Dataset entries

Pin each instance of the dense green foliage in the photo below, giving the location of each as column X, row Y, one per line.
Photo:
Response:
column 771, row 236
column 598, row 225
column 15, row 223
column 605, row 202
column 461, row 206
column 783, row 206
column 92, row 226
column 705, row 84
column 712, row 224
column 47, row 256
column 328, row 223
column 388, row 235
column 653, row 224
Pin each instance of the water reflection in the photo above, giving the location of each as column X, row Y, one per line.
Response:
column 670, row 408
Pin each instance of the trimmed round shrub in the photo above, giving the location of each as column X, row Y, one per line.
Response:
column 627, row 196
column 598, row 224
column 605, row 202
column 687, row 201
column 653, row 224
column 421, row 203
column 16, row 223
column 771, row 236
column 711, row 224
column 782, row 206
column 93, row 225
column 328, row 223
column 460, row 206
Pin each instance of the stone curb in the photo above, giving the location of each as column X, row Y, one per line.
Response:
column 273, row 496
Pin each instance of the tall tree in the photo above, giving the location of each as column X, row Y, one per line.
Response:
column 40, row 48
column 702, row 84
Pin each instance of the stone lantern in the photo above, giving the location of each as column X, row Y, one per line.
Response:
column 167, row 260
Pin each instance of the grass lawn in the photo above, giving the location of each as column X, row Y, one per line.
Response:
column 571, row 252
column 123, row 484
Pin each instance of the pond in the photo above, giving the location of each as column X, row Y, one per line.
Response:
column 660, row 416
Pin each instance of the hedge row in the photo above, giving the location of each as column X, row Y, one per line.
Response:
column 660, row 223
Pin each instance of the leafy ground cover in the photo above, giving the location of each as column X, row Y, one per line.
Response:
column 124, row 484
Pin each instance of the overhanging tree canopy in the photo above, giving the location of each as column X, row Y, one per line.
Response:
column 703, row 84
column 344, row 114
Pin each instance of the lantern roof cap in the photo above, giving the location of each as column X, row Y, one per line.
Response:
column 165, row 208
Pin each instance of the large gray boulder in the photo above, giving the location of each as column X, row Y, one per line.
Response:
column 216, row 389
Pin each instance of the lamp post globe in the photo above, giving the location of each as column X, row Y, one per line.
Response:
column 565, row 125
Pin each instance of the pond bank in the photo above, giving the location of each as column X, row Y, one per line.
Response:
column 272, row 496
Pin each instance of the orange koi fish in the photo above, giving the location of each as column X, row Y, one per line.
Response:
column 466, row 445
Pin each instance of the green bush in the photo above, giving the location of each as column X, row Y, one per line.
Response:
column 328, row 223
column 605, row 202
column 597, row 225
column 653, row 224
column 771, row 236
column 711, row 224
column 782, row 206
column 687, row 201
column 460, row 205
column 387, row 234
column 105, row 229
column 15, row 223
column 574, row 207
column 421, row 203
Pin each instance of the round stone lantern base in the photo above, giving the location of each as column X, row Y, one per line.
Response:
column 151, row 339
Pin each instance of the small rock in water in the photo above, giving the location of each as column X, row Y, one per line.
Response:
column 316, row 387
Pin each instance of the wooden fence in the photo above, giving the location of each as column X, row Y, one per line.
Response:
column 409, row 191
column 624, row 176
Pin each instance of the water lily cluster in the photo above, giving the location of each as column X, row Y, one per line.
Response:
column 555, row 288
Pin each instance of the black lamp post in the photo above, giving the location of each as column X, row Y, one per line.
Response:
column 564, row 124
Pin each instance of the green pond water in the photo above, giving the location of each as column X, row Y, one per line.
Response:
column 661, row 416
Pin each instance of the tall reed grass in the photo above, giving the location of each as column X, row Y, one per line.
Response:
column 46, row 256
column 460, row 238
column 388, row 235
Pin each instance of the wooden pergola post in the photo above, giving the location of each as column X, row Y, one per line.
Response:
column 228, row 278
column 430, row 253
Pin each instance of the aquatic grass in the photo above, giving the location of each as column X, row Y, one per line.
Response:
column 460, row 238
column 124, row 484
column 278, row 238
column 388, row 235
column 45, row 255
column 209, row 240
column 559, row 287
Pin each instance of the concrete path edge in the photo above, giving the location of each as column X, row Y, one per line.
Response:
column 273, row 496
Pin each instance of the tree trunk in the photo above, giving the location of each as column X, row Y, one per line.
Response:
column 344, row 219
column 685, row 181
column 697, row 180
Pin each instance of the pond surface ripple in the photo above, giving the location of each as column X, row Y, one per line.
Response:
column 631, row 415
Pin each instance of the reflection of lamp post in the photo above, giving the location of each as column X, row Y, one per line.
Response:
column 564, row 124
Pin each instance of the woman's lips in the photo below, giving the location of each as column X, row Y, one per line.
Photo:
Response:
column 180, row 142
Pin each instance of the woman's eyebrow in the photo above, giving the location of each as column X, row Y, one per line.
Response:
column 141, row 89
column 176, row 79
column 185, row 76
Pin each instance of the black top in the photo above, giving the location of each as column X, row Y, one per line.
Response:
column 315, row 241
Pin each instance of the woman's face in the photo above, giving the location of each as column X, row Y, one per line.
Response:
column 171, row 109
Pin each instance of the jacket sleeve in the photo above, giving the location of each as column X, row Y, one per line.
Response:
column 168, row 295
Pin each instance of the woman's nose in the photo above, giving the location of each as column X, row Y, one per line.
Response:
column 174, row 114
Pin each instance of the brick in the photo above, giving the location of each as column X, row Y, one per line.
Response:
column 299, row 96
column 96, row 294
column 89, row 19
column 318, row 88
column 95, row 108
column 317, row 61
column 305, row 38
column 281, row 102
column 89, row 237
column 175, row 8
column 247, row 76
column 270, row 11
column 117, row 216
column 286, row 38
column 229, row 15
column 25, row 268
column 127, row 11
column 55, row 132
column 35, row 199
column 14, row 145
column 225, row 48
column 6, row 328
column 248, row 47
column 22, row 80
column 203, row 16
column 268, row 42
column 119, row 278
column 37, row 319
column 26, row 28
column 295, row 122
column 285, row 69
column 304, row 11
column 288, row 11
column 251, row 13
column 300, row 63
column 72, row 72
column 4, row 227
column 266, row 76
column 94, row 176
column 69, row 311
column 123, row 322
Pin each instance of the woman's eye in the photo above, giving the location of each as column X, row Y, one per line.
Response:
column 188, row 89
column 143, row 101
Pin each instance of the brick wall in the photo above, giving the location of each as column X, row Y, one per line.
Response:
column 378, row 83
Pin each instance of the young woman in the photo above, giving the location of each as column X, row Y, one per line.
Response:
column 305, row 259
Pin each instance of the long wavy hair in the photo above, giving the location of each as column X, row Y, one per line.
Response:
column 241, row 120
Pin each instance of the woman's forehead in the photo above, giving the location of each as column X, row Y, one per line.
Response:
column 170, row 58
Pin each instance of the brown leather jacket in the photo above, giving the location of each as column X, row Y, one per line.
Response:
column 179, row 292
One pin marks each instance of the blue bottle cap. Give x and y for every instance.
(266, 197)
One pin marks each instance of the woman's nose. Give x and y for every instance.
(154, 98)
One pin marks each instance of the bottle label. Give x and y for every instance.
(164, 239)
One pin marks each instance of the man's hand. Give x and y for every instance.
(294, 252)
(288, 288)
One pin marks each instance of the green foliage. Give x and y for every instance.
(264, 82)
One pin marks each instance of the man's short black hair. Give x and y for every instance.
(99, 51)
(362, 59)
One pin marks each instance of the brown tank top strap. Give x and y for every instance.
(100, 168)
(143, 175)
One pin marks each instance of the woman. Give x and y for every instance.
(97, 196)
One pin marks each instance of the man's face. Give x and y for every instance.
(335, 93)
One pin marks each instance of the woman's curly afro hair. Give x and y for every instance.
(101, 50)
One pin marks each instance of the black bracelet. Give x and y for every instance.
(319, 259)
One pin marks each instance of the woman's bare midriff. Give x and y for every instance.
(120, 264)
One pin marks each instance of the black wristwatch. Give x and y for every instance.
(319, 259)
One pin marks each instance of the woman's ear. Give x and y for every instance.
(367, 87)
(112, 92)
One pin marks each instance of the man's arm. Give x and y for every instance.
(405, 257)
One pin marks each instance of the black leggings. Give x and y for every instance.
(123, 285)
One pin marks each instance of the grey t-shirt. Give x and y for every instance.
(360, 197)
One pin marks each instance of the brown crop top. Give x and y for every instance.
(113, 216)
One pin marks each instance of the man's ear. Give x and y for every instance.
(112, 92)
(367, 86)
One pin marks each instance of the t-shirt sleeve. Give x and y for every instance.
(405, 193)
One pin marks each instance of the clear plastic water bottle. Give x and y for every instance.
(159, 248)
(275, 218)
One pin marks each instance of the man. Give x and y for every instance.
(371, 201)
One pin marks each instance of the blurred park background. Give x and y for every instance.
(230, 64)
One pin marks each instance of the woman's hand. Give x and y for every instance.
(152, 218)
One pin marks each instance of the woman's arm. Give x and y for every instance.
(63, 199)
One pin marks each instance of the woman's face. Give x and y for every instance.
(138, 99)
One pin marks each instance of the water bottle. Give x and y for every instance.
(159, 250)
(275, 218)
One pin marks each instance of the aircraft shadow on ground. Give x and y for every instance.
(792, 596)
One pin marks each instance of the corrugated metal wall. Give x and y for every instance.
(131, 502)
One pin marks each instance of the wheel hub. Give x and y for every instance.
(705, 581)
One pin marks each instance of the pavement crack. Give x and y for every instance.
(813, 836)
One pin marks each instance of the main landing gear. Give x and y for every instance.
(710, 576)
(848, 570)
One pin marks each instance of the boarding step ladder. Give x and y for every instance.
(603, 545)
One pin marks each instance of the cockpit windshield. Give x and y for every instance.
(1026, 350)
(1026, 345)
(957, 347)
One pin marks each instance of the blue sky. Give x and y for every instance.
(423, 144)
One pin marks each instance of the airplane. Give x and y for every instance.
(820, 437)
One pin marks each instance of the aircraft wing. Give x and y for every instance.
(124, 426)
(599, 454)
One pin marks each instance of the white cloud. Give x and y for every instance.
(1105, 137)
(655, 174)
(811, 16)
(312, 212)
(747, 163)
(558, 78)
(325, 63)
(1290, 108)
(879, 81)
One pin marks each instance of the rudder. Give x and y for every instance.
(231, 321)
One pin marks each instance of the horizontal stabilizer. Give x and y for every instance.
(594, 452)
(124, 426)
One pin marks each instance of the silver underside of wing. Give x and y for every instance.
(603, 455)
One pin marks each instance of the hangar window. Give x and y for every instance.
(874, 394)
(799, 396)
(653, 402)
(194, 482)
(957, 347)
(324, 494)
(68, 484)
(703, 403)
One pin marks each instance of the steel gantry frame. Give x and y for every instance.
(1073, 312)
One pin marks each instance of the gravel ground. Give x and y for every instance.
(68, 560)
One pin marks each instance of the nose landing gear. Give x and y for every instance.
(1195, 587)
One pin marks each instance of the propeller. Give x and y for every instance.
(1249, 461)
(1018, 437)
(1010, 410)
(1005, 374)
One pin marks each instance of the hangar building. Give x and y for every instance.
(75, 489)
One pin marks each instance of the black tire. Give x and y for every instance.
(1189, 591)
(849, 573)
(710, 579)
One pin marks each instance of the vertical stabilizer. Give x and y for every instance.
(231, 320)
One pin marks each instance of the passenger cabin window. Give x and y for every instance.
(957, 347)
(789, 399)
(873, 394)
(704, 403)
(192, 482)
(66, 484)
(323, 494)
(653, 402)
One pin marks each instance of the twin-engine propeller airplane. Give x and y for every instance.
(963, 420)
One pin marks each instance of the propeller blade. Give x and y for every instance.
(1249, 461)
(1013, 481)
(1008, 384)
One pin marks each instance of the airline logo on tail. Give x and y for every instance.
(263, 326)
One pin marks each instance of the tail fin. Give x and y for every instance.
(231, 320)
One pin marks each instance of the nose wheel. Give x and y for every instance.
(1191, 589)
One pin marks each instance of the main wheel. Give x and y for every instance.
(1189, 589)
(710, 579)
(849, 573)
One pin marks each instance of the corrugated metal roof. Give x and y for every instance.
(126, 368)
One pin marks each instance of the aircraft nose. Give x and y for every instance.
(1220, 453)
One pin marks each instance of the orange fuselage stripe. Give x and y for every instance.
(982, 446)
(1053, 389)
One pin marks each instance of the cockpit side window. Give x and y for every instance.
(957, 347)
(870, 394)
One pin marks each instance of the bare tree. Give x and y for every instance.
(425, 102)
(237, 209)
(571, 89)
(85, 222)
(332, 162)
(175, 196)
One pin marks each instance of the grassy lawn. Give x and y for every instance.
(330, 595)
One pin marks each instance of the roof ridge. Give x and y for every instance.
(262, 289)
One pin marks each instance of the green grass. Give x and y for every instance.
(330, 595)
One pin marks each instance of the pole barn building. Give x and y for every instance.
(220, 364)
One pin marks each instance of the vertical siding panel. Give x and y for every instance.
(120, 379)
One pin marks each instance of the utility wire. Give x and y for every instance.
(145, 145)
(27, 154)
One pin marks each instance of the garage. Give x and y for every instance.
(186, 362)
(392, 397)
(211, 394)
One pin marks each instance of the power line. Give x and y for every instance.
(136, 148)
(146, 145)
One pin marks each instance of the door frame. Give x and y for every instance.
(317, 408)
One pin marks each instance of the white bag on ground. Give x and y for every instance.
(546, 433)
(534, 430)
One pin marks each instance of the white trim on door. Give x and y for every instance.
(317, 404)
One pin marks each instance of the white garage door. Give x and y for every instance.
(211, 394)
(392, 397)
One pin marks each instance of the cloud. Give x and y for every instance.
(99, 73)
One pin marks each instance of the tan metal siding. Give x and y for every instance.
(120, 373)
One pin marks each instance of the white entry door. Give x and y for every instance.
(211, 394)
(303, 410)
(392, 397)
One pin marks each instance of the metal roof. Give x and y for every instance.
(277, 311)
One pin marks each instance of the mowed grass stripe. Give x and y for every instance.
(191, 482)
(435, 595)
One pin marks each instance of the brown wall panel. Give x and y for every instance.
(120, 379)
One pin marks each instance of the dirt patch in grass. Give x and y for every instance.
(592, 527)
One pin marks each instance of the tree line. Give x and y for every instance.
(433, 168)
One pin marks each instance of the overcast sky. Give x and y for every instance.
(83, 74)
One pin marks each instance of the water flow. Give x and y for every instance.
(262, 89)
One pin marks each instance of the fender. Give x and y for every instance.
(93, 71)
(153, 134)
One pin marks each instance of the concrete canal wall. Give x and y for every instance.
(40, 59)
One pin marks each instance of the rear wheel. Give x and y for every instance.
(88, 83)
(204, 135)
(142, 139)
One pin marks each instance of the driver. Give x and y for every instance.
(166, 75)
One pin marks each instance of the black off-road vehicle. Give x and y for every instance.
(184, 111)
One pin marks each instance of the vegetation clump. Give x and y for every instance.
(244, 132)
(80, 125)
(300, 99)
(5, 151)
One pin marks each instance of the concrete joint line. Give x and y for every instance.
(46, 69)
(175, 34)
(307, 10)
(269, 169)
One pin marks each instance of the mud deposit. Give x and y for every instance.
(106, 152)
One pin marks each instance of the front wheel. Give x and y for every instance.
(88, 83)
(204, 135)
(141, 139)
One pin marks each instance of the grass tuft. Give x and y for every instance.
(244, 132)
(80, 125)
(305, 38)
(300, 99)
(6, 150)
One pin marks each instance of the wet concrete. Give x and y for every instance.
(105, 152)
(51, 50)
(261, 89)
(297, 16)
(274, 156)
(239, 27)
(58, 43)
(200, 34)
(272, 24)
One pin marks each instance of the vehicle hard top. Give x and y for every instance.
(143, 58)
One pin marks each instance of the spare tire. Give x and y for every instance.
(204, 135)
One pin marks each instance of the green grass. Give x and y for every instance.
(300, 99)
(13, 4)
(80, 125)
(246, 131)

Work item>
Where a line in the entries holds "below", copy that line.

Exercise response>
Pin each instance of the dense green foliage in the photo below, giving the location of each as column X, row Y, one per line.
Pin each instance of the woman's lips in the photo below, giving the location of each as column X, row Y, one per line.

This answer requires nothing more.